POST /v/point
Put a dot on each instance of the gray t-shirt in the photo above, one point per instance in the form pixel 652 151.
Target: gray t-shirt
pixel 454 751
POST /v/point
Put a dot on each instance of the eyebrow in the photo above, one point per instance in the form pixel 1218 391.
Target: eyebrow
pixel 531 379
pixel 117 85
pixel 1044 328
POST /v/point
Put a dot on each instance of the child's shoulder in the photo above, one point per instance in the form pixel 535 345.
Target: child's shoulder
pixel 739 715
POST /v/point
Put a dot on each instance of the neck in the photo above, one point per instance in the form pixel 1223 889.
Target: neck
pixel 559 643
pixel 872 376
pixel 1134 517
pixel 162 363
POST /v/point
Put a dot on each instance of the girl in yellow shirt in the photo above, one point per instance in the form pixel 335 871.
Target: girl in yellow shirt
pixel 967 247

.....

• [What you have to do]:
Would you repeat the lines from the one containing "Put a dot on each instance of the child's" through the end of the data, exactly, with nothing before or after them?

• [Exercise result]:
Put a dot on each instance of the child's shoulder in the photo above, one point per instance in the form pixel 535 345.
Target: child's shoulder
pixel 739 715
POST /v/point
Put a dot on each instance of the neck in the photo above, one point per instance in the form pixel 1223 889.
Target: neck
pixel 559 643
pixel 872 376
pixel 1134 517
pixel 162 363
POST /v/point
Put a dot on each instance of the girl in yellow shirt in the photo above, one point per instance in the form pixel 335 871.
Target: girl in yellow shirt
pixel 967 247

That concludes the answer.